Given instruction
Format the data from the line containing "of the haze" through the line containing "[(391, 203)]" as a JSON list of strings, with one string per line and blank lines omitted.

Supplied information
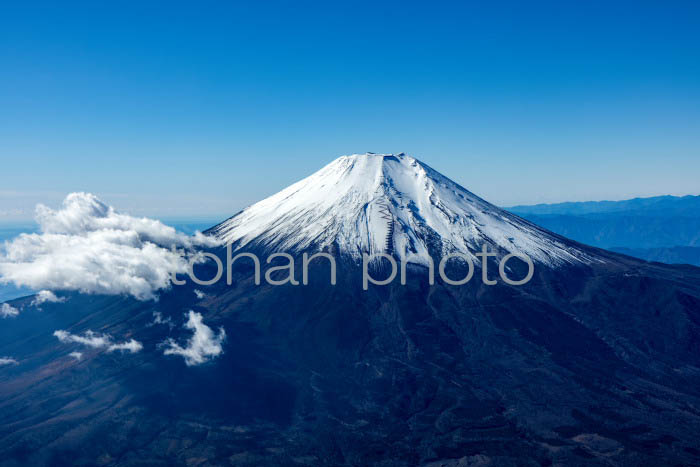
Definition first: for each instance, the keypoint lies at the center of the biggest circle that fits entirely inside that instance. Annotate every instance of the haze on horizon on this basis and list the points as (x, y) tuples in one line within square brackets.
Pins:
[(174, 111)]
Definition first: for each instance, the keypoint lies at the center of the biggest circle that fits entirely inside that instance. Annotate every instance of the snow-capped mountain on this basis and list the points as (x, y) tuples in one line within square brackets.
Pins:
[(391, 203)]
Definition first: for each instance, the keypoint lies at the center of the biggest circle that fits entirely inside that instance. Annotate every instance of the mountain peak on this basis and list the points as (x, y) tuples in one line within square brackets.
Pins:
==
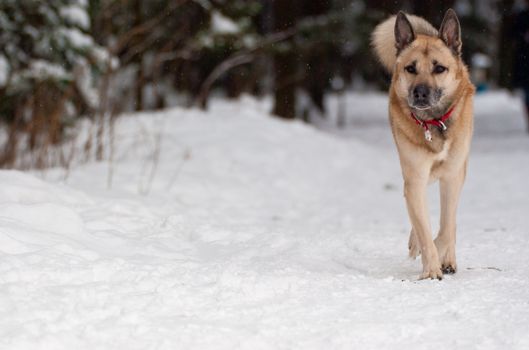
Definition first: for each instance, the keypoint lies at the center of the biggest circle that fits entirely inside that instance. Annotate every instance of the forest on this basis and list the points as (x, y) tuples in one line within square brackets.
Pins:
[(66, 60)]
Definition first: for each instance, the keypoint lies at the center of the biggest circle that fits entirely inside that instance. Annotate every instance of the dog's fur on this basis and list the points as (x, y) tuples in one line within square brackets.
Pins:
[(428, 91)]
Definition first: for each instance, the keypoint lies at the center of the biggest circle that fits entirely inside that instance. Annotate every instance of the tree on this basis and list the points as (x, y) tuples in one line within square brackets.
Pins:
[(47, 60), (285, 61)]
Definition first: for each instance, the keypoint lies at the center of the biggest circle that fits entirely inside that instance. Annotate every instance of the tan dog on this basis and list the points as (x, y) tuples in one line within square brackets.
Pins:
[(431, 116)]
* * *
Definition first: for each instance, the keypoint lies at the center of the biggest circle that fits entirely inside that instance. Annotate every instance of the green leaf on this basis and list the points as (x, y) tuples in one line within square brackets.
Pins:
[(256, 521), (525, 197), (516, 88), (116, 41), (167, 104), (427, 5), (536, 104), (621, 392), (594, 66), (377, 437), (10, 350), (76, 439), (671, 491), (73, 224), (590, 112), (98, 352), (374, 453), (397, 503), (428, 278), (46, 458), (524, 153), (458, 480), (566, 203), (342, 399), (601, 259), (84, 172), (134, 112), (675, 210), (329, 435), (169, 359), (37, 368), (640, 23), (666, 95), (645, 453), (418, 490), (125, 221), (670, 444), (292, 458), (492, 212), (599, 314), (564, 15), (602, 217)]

Reply to the exercise
[
  "Definition first: for each instance, the keypoint lies at the center of the biggest circle that fits entirely inside that instance. Annotate every instance of the haze on horizon on this basis and list the points as (x, y) tuples in one line within square brackets.",
  "Pins:",
  "[(174, 111)]",
  "Definition first: for each instance, the keypoint lies at the center of the biggest circle that fits entirely inside that instance. Annotate every instance of the snow-capped mountain on this basis and list the points as (x, y) tuples in one line within square brackets.",
  "Pins:",
  "[(391, 203)]"
]